### Text shown
Is Diversity Enough?

Walter Benn Michaels asks us to consider the harm done when we worry about identity and forget about inequality

David Moberg

The University of Illinois at Chicago, a struggling but ambitious public university in the heart of the city, celebrates its ethnically diverse student body as a great achievement. But Walter Benn Michaels, chairman of the university’s English department, is unimpressed. The commitment of universities, corporations and other institutions to such diversity is at best a distraction and at worst an essentially reactionary position,” he argues in his new book, The Trouble With Diversity: How We Learned to Love Identity and Ignore Inequality.

Right-wing academics and pundits have built careers taking potshots at affirmative action, multiculturalism and identity politics – pursuits that some postmodern leftists see as the heart of radical politics. Michaels criticizes diversity politics from the left. His argument represents a fundamental and constructive challenge to conventional thinking about the most important issues facing our society. But it is also easily misunderstood. 

I’ve been called a liberal racist more often than anything else in my life,” he says, sitting in his office at the university’s one towering office building, stylishly dressed in black jeans and t-shirt under a black window-pane jacket.

He argues that the pursuit of diversity is based on a flawed understanding of humanity and stands as a roadblock to confrontation with the most basic injustices in society: The trouble with diversity … is not just that it won’t solve the problem of economic inequality; it’s that it makes it hard for us to even see the problem.”

Race, as virtually all modern anthropologists and geneticists agree, is not a scientifically valid concept. Obvious physical differences exist among humans, but the genetic variation within conventionally defined races is often greater than the variation among those races. Still, race” is a concept that people use all the time with profound consequences, even if they can’t define it.

### Exercise brief
Copy the article on diversity from "Race, as virtually" to "they can’t define it.", renaming "anthropologists" to "biologists". Nothing in the lines that come next is needed.

### Exercise data
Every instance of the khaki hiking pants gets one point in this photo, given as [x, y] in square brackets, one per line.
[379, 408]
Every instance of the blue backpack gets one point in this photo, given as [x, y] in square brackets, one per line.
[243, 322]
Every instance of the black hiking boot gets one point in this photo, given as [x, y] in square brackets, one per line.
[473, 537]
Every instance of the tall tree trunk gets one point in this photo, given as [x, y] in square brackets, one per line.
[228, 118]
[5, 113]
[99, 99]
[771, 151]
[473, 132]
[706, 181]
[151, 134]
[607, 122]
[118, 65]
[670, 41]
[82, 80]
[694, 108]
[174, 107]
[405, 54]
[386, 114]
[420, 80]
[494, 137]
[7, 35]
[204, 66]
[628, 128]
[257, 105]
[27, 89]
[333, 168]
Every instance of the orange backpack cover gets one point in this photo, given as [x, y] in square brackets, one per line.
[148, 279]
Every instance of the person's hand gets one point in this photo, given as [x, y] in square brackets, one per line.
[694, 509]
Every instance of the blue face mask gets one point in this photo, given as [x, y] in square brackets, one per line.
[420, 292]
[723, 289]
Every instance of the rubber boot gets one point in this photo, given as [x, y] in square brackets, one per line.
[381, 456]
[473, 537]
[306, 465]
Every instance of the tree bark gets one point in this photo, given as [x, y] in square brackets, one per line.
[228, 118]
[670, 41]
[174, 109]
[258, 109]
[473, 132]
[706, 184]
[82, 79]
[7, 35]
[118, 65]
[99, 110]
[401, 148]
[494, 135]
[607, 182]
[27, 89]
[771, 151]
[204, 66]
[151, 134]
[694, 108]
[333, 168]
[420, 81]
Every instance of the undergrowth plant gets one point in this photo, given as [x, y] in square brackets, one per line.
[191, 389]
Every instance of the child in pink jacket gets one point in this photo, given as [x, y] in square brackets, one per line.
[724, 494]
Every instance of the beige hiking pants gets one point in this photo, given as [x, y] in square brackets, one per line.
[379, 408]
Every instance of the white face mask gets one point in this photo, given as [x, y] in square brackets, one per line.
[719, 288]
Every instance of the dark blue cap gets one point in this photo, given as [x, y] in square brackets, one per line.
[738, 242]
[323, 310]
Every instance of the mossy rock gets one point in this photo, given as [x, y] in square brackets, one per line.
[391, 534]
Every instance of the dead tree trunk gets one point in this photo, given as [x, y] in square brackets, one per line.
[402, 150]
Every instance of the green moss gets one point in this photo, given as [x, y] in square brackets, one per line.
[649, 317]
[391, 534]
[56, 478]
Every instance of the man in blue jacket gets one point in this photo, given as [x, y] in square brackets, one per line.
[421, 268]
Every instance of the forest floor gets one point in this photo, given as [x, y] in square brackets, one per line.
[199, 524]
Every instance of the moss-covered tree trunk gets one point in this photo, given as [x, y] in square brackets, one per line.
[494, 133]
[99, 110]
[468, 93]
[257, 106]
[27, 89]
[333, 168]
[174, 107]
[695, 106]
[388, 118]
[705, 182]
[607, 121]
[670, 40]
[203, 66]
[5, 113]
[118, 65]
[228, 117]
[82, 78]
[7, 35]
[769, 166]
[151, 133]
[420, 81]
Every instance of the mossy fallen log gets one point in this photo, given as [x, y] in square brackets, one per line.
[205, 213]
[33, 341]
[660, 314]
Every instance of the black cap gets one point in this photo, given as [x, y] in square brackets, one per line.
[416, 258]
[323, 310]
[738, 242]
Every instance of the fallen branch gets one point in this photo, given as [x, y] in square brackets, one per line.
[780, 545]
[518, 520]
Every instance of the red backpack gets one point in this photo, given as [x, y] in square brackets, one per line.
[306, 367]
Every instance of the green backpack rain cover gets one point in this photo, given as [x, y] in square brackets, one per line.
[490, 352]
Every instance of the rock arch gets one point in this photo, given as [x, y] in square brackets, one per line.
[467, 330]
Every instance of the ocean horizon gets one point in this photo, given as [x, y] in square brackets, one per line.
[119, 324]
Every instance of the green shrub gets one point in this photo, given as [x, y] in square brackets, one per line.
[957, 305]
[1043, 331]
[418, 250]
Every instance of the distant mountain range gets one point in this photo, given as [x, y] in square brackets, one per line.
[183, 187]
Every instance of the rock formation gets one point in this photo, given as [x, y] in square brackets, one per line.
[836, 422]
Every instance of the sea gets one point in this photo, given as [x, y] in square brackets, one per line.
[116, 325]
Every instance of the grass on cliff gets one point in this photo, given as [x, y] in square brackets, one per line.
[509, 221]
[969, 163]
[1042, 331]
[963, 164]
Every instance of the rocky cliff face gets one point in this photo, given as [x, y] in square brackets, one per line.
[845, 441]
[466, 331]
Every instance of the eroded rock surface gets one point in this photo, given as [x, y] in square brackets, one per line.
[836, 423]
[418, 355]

### Written solution
Race, as virtually all modern biologists and geneticists agree, is not a scientifically valid concept. Obvious physical differences exist among humans, but the genetic variation within conventionally defined races is often greater than the variation among those races. Still, race” is a concept that people use all the time with profound consequences, even if they can’t define it.